• [Exercise goal] Please give back each line of the material unchanged, but without the images.
Given data: Begin
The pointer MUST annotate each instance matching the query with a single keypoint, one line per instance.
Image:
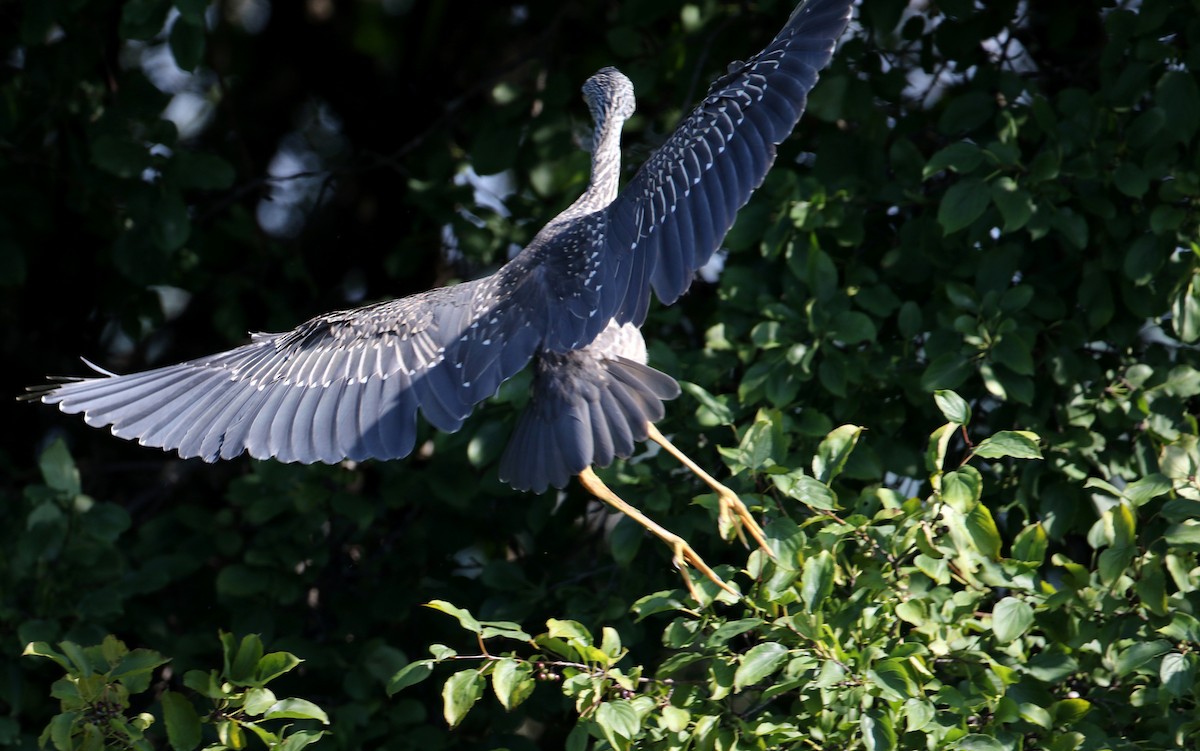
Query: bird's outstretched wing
(675, 212)
(588, 407)
(342, 385)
Given data: End
• [Written solution]
The pointer MUST annotate each instance matching the query with a single keypoint, one line per instance.
Image:
Query: bird's outstretched wing
(675, 212)
(588, 407)
(342, 385)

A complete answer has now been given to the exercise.